(Source material begins)
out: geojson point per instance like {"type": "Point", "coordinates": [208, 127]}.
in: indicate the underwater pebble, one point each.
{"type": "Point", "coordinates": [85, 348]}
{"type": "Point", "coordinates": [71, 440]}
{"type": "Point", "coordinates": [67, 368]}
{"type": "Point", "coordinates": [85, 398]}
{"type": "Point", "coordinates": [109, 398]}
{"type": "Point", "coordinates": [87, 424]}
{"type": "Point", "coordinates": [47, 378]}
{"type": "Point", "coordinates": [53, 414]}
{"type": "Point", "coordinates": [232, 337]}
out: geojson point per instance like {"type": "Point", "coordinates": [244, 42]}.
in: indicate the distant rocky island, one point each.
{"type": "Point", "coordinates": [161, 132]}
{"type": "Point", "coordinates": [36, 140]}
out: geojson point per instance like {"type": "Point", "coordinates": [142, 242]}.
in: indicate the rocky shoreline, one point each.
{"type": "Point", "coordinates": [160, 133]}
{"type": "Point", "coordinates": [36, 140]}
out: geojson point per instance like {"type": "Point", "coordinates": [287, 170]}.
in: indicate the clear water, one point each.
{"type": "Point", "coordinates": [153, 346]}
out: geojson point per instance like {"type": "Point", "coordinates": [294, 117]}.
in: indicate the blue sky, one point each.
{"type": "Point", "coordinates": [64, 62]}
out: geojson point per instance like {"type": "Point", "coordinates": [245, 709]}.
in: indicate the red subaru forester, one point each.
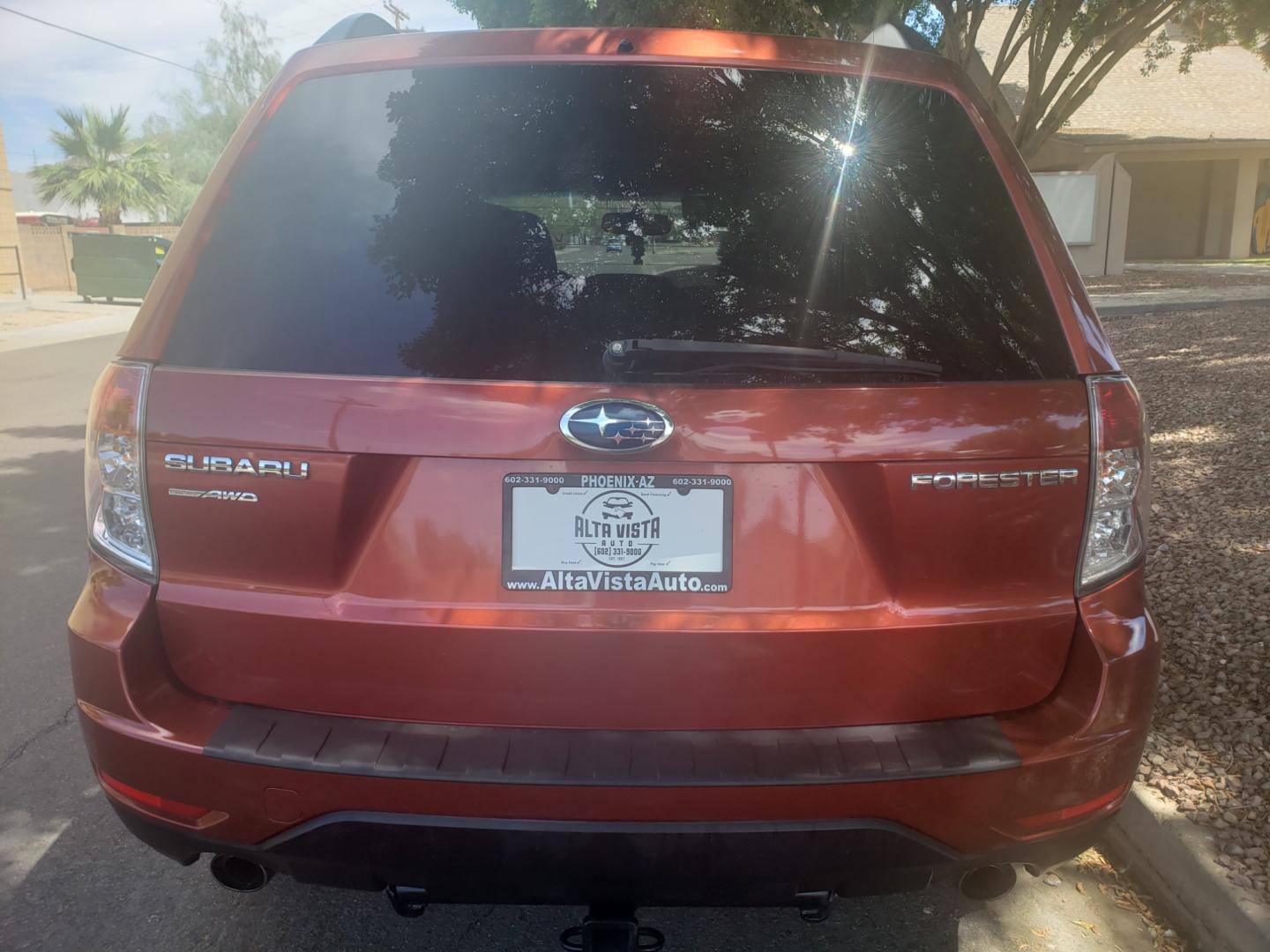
{"type": "Point", "coordinates": [616, 467]}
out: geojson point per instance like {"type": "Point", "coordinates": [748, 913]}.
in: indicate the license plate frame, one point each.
{"type": "Point", "coordinates": [572, 514]}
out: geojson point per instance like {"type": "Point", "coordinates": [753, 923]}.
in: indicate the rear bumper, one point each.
{"type": "Point", "coordinates": [465, 859]}
{"type": "Point", "coordinates": [503, 828]}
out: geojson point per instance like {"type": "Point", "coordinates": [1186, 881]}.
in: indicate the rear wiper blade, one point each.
{"type": "Point", "coordinates": [669, 357]}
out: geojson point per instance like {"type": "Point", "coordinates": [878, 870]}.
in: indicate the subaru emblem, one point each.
{"type": "Point", "coordinates": [616, 426]}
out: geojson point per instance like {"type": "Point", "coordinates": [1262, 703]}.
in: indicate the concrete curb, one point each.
{"type": "Point", "coordinates": [1172, 859]}
{"type": "Point", "coordinates": [1172, 306]}
{"type": "Point", "coordinates": [65, 331]}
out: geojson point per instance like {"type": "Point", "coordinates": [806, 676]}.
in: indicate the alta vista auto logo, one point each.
{"type": "Point", "coordinates": [616, 528]}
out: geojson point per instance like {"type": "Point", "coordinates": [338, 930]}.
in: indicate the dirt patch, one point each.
{"type": "Point", "coordinates": [1195, 277]}
{"type": "Point", "coordinates": [1203, 376]}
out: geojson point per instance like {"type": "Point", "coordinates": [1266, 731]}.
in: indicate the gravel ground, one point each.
{"type": "Point", "coordinates": [1184, 277]}
{"type": "Point", "coordinates": [1206, 380]}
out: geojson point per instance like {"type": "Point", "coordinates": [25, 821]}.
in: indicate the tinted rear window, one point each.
{"type": "Point", "coordinates": [505, 222]}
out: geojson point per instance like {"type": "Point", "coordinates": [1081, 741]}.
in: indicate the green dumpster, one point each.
{"type": "Point", "coordinates": [116, 265]}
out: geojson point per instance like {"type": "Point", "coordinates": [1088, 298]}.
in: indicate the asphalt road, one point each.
{"type": "Point", "coordinates": [72, 879]}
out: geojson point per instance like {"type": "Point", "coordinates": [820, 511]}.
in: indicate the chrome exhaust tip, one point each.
{"type": "Point", "coordinates": [989, 882]}
{"type": "Point", "coordinates": [239, 874]}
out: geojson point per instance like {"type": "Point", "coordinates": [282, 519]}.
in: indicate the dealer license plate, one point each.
{"type": "Point", "coordinates": [616, 532]}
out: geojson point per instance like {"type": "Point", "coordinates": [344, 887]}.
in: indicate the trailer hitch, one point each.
{"type": "Point", "coordinates": [407, 902]}
{"type": "Point", "coordinates": [611, 928]}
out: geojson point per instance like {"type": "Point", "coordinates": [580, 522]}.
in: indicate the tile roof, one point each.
{"type": "Point", "coordinates": [1226, 95]}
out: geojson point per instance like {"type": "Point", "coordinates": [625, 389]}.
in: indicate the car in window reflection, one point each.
{"type": "Point", "coordinates": [437, 551]}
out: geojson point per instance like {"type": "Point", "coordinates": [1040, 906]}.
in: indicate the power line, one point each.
{"type": "Point", "coordinates": [117, 46]}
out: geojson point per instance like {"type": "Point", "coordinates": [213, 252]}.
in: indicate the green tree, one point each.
{"type": "Point", "coordinates": [103, 167]}
{"type": "Point", "coordinates": [1070, 45]}
{"type": "Point", "coordinates": [236, 68]}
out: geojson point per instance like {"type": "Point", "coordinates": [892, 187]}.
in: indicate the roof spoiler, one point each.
{"type": "Point", "coordinates": [355, 26]}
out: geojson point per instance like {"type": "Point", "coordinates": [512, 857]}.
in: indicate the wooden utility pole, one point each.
{"type": "Point", "coordinates": [397, 13]}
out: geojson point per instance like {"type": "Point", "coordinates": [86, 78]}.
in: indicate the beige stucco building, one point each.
{"type": "Point", "coordinates": [8, 227]}
{"type": "Point", "coordinates": [1181, 161]}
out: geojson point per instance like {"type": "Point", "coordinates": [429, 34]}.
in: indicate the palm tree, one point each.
{"type": "Point", "coordinates": [103, 167]}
(Source material ends)
== Description of the task ==
Output all the records above again exactly, with the pictures dropped.

== Answer section ==
out: geojson point per instance like {"type": "Point", "coordinates": [208, 127]}.
in: indicate the underwater pebble, one point each.
{"type": "Point", "coordinates": [85, 348]}
{"type": "Point", "coordinates": [71, 440]}
{"type": "Point", "coordinates": [67, 368]}
{"type": "Point", "coordinates": [85, 398]}
{"type": "Point", "coordinates": [109, 398]}
{"type": "Point", "coordinates": [87, 424]}
{"type": "Point", "coordinates": [47, 378]}
{"type": "Point", "coordinates": [53, 414]}
{"type": "Point", "coordinates": [232, 337]}
out: geojson point per instance like {"type": "Point", "coordinates": [244, 42]}.
in: indicate the distant rocky island, one point each.
{"type": "Point", "coordinates": [161, 132]}
{"type": "Point", "coordinates": [36, 140]}
out: geojson point per instance like {"type": "Point", "coordinates": [142, 242]}.
in: indicate the rocky shoreline, one point each.
{"type": "Point", "coordinates": [160, 133]}
{"type": "Point", "coordinates": [36, 140]}
out: geojson point per instance like {"type": "Point", "coordinates": [287, 170]}.
in: indicate the clear water, one point each.
{"type": "Point", "coordinates": [153, 346]}
out: geojson point per instance like {"type": "Point", "coordinates": [294, 117]}.
in: indicate the blue sky, one point each.
{"type": "Point", "coordinates": [64, 62]}
out: geojson point per instance like {"type": "Point", "coordinates": [245, 709]}.
in: indicate the red subaru forester, one point each.
{"type": "Point", "coordinates": [616, 467]}
out: geojson point per instance like {"type": "Point", "coordinates": [748, 913]}.
in: indicate the license plate frame, one point each.
{"type": "Point", "coordinates": [572, 514]}
out: geojson point per instance like {"type": "Point", "coordinates": [753, 923]}.
in: indicate the rear bumper, one point each.
{"type": "Point", "coordinates": [465, 859]}
{"type": "Point", "coordinates": [503, 828]}
out: geojson point per instance like {"type": "Point", "coordinates": [1186, 881]}.
in: indicate the rear wiper blade, one point each.
{"type": "Point", "coordinates": [669, 357]}
out: geojson point per instance like {"type": "Point", "coordinates": [878, 870]}.
in: indicate the subaru emblem, one point each.
{"type": "Point", "coordinates": [616, 426]}
out: geojson point per instance like {"type": "Point", "coordinates": [1262, 703]}.
in: indicate the concrete curb, one point each.
{"type": "Point", "coordinates": [1172, 859]}
{"type": "Point", "coordinates": [1172, 306]}
{"type": "Point", "coordinates": [65, 331]}
out: geojson point per instance like {"type": "Point", "coordinates": [806, 676]}.
in: indicate the alta vista auto logo, one point each.
{"type": "Point", "coordinates": [616, 528]}
out: geojson point per instance like {"type": "Point", "coordinates": [338, 930]}.
in: indicate the dirt patch, one point each.
{"type": "Point", "coordinates": [1195, 277]}
{"type": "Point", "coordinates": [1203, 376]}
out: geojson point per instance like {"type": "Point", "coordinates": [1266, 731]}.
in: indicate the gravel ground, one point each.
{"type": "Point", "coordinates": [1184, 277]}
{"type": "Point", "coordinates": [1206, 380]}
out: geojson point per instance like {"type": "Point", "coordinates": [25, 821]}.
in: indicate the tinted rear window, one point each.
{"type": "Point", "coordinates": [505, 222]}
out: geojson point per instance like {"type": "Point", "coordinates": [1081, 741]}.
in: indicate the green dumpster, one point each.
{"type": "Point", "coordinates": [116, 265]}
out: geojson point per instance like {"type": "Point", "coordinates": [1088, 298]}.
in: indicate the asphalt road, one point each.
{"type": "Point", "coordinates": [72, 879]}
out: geojson point per instance like {"type": "Point", "coordinates": [820, 511]}.
in: indicate the chrome exhaust tip, one point each.
{"type": "Point", "coordinates": [989, 882]}
{"type": "Point", "coordinates": [239, 874]}
out: geojson point per instance like {"type": "Point", "coordinates": [282, 519]}.
in: indicate the dealer license plate, one point each.
{"type": "Point", "coordinates": [616, 532]}
out: geojson point per instance like {"type": "Point", "coordinates": [344, 887]}.
in: indicate the trailer hitch, one point each.
{"type": "Point", "coordinates": [407, 902]}
{"type": "Point", "coordinates": [611, 928]}
out: geojson point per instance like {"type": "Point", "coordinates": [580, 522]}.
in: indicate the tile roof, one point each.
{"type": "Point", "coordinates": [1226, 95]}
out: geojson point per instance like {"type": "Point", "coordinates": [625, 389]}.
in: indicate the car in window reflection, one point each.
{"type": "Point", "coordinates": [437, 551]}
out: geojson point per instance like {"type": "Point", "coordinates": [1040, 906]}.
in: indicate the power line, one point each.
{"type": "Point", "coordinates": [117, 46]}
out: geojson point per instance like {"type": "Point", "coordinates": [213, 252]}.
in: indicate the green tree, one point each.
{"type": "Point", "coordinates": [103, 167]}
{"type": "Point", "coordinates": [1070, 45]}
{"type": "Point", "coordinates": [236, 68]}
out: geojson point per instance like {"type": "Point", "coordinates": [892, 187]}.
in: indicate the roof spoiler, one point each.
{"type": "Point", "coordinates": [355, 26]}
out: geojson point per instance like {"type": "Point", "coordinates": [512, 857]}.
in: indicate the wooden utility pole, one point each.
{"type": "Point", "coordinates": [397, 13]}
out: geojson point per instance like {"type": "Point", "coordinates": [86, 78]}.
in: indicate the beige stucco building, one point each.
{"type": "Point", "coordinates": [8, 227]}
{"type": "Point", "coordinates": [1181, 161]}
out: geojson point per instance like {"type": "Point", "coordinates": [429, 34]}.
in: indicate the palm tree, one point each.
{"type": "Point", "coordinates": [103, 167]}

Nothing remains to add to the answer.